(Object point labels)
---------------

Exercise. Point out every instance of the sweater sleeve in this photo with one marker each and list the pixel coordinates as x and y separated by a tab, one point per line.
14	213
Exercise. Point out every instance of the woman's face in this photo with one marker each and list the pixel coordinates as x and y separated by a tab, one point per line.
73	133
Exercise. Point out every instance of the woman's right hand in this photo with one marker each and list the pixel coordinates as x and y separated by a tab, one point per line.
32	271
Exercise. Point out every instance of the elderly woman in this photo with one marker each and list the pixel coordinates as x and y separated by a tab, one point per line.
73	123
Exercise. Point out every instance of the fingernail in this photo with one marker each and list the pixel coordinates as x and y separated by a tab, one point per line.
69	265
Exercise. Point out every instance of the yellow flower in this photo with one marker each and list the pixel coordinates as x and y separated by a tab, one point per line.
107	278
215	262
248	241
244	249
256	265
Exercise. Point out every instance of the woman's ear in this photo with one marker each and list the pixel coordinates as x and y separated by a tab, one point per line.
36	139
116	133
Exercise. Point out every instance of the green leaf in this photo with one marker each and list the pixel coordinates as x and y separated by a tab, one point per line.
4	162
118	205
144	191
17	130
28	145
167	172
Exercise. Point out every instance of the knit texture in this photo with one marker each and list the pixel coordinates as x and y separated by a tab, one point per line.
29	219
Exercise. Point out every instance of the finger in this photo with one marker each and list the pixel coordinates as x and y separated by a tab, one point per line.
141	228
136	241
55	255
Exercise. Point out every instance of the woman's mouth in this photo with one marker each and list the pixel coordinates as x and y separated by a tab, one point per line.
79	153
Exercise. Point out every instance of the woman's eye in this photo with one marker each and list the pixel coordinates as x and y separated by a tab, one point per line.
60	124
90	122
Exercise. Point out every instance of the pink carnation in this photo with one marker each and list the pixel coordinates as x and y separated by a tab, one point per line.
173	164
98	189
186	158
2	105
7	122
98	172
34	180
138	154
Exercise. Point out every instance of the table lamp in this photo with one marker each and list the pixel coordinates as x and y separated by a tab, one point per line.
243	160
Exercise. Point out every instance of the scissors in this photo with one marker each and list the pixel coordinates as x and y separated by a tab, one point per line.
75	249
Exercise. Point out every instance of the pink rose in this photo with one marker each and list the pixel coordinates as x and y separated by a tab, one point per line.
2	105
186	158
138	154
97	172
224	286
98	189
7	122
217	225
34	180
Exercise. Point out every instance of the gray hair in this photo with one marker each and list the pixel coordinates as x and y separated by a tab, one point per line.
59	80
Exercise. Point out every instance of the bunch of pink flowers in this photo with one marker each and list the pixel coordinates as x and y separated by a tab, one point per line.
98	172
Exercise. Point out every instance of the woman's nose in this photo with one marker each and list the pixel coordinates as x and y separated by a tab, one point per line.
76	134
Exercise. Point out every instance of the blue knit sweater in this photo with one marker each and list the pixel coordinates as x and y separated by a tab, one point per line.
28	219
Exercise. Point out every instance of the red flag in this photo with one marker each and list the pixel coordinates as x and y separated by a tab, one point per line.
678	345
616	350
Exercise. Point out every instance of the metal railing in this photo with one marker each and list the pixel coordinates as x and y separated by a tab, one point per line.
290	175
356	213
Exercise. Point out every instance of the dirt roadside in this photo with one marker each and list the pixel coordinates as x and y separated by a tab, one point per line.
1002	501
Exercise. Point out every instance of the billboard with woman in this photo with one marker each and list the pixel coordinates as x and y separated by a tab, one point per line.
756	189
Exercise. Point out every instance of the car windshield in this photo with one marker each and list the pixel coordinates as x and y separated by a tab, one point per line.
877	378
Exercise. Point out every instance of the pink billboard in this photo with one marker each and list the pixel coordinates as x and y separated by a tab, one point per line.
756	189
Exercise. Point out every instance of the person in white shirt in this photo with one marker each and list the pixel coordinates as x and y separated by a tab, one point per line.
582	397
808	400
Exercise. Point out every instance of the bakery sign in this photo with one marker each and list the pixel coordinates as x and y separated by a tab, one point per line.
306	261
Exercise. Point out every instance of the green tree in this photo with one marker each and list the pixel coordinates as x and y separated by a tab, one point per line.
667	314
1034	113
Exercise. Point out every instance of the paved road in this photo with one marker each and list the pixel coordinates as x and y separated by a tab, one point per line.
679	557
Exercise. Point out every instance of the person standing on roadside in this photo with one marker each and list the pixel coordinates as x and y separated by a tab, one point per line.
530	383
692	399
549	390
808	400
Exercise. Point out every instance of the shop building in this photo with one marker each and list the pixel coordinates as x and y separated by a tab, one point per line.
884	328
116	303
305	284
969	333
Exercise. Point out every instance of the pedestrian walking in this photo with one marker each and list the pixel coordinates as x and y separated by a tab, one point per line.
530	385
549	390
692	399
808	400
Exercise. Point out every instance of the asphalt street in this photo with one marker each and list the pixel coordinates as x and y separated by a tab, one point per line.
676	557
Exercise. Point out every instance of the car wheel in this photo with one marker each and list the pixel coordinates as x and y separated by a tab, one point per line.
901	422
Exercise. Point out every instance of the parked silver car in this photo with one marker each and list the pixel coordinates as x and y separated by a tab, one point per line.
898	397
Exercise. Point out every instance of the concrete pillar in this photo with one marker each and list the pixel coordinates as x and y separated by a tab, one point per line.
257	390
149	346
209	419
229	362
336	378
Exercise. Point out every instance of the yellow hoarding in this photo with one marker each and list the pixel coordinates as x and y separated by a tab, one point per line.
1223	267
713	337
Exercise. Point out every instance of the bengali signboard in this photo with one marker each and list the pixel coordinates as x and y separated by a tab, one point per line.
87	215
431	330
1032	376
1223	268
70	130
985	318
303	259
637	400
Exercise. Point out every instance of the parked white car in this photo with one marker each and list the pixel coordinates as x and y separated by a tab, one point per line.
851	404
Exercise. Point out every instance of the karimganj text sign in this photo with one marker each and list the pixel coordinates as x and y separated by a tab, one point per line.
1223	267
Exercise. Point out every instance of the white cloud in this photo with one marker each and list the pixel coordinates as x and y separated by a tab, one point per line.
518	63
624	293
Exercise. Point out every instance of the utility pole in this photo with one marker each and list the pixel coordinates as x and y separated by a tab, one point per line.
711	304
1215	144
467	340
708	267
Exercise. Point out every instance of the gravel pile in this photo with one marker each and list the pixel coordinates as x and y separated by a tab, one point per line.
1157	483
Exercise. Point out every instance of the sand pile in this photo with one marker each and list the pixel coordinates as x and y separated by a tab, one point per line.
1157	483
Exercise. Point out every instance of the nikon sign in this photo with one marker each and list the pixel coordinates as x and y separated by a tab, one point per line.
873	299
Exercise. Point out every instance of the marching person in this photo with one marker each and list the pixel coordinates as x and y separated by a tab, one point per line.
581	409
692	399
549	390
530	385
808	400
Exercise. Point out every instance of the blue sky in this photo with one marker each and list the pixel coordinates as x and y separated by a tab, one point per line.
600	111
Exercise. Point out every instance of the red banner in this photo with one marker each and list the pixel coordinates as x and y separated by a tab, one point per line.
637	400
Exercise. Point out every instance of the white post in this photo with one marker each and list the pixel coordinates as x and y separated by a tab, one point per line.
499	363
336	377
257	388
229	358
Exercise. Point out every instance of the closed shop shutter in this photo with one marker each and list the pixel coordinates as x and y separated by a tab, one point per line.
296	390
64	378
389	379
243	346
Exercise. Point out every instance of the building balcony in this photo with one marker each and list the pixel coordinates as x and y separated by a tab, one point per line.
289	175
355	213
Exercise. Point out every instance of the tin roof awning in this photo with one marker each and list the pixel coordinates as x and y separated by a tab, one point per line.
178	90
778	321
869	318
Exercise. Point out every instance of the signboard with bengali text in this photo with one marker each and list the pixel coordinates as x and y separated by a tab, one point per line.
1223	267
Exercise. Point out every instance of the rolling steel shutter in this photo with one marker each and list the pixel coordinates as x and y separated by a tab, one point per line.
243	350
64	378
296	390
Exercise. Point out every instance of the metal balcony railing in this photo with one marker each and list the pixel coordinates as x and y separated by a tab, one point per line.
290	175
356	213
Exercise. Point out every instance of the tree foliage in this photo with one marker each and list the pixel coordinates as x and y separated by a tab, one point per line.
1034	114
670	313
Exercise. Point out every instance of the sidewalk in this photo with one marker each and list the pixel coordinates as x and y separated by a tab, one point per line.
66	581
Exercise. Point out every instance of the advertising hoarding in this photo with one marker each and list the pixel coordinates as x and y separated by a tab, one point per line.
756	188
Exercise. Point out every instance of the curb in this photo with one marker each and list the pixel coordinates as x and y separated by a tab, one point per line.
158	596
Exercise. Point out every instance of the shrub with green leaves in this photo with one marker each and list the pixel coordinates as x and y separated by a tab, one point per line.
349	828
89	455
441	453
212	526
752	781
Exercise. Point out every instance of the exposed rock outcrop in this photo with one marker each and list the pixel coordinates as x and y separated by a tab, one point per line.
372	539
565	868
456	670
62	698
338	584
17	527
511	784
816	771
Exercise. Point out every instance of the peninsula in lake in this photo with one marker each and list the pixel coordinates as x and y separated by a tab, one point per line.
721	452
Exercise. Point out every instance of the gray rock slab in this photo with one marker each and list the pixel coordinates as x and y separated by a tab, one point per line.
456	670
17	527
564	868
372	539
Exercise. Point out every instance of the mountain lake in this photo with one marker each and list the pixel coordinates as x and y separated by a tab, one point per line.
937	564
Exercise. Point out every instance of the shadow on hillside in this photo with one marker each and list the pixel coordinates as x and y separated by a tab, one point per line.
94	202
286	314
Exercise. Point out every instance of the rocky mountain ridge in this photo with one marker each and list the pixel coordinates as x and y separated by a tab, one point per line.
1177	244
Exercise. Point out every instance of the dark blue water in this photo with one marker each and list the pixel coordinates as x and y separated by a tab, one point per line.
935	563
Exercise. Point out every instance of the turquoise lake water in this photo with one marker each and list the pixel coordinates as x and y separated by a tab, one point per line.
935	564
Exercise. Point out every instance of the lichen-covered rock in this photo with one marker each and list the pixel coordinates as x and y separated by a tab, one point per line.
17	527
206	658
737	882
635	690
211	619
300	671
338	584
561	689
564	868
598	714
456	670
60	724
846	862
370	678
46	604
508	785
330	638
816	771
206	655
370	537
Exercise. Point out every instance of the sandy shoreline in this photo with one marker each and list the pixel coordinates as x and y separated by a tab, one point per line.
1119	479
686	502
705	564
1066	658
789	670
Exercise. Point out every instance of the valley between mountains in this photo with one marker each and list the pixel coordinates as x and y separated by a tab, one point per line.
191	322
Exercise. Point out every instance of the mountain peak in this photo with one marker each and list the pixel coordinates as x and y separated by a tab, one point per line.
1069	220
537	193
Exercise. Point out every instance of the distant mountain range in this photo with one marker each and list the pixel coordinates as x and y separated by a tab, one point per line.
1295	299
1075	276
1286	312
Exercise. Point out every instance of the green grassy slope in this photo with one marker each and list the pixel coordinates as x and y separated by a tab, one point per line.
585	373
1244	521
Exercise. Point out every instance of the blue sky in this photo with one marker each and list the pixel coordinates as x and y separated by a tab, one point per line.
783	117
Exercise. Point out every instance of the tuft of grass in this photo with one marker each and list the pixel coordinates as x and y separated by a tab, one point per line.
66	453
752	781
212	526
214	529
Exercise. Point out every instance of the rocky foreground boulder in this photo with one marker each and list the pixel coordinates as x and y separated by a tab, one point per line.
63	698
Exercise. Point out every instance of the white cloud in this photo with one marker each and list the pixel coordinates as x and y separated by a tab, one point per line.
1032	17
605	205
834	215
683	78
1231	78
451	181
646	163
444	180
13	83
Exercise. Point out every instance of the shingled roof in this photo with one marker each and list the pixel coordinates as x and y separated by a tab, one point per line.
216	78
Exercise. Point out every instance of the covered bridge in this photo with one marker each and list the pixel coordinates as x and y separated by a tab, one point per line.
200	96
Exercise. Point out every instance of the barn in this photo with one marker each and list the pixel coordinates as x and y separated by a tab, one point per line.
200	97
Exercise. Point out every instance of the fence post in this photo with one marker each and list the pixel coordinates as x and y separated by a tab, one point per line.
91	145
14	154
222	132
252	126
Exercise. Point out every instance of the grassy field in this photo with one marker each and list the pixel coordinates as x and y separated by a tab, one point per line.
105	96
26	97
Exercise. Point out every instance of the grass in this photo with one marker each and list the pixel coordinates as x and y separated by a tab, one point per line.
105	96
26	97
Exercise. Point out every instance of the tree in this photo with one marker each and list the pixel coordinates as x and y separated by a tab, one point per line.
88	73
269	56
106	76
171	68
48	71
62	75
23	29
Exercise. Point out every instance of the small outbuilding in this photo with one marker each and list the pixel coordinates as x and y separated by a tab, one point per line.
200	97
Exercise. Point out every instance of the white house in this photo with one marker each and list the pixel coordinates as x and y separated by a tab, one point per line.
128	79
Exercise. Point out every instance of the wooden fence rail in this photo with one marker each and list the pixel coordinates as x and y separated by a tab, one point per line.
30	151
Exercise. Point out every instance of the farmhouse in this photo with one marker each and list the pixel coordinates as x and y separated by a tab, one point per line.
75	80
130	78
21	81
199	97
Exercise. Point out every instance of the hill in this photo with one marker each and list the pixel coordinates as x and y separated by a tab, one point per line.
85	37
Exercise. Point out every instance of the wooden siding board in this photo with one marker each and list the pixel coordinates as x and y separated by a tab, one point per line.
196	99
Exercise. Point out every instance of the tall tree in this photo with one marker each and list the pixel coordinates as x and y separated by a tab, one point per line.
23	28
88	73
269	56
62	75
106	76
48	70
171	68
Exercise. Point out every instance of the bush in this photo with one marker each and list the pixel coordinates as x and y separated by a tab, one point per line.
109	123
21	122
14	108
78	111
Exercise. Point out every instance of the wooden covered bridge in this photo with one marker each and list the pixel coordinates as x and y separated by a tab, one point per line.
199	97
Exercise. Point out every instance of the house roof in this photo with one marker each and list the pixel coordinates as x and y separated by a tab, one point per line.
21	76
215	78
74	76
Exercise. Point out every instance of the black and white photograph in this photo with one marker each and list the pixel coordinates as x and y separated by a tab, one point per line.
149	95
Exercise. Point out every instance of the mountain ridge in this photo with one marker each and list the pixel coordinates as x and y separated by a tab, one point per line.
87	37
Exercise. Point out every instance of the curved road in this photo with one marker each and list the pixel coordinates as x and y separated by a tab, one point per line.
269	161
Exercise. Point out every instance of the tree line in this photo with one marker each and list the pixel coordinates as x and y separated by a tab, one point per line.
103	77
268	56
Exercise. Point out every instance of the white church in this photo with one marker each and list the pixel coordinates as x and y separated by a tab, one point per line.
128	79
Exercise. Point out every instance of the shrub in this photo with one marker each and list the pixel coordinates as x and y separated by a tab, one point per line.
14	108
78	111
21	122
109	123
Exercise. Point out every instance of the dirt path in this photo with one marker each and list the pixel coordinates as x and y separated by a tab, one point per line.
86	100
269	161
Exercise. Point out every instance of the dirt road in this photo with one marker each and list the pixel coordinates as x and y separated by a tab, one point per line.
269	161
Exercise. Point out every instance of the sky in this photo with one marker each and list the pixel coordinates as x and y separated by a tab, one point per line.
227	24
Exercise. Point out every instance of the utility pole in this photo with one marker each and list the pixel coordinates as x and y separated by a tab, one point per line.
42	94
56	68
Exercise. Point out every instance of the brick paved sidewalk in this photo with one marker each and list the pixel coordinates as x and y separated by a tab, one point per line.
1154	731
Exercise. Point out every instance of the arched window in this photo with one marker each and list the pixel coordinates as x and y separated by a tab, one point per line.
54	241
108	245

---------------

■ **Written instruction**: Give back, unchanged, every line from the one with "Exercise. Point out every instance of the sky" to the end of the entries above.

■ **Right answer**:
Exercise. Point out every instance of the sky in this photo with one marker each and list the pixel coordinates as x and y separated by a tab, one point per line.
227	24
Exercise. Point out every instance of the utility pole in this photo with one marker each and list the pixel coordinates as x and y separated by a tab, one point per line.
42	94
56	68
Exercise. Point out every instance of the brick paved sidewalk in this photo with one marker each and list the pixel coordinates as x and y separated by a tab, one point per line.
1154	731
Exercise. Point out every instance of the arched window in this photo with one marker each and list the pixel coordinates as x and y separated by a tab, one point per line.
54	241
108	245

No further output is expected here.